LISTED RECORDS
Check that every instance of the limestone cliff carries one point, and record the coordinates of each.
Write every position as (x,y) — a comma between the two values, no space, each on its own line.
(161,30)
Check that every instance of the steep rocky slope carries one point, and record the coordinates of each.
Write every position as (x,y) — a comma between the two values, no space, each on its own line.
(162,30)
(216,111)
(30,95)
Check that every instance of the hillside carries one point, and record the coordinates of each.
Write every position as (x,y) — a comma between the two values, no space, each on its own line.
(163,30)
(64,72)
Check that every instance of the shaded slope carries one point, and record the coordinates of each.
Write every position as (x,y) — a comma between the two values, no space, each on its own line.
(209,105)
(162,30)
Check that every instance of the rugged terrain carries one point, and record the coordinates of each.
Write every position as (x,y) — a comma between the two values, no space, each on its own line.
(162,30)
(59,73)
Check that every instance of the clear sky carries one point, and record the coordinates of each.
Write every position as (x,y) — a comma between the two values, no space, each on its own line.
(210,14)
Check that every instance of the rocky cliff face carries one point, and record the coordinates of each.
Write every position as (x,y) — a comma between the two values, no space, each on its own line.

* * *

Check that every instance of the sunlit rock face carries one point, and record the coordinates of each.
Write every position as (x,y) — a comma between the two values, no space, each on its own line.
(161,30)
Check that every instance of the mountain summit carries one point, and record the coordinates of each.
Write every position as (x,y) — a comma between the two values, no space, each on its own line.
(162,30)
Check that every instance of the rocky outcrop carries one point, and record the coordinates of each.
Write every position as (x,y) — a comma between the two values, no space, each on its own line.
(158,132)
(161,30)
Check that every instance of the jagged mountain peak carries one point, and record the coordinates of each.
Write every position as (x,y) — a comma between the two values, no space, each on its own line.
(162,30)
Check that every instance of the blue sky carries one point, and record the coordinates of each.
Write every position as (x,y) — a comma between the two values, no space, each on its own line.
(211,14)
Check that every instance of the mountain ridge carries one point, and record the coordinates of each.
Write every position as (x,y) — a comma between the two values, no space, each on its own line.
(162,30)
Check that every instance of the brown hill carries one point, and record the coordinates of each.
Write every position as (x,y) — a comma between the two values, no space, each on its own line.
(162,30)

--

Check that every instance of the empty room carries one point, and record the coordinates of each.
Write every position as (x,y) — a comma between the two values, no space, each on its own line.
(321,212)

DIRECTIONS FOR THIS TASK
Find every line in the records above that holds the word "rocky", and copy each one.

TASK OUTPUT
Check that every instance of the steep rocky slope carries one point, and record the coordinates of each.
Check that every instance of the rocky cliff face carries one point, and record the coordinates of each.
Check that every instance of the rocky outcrop carries one point, and record the coordinates of each.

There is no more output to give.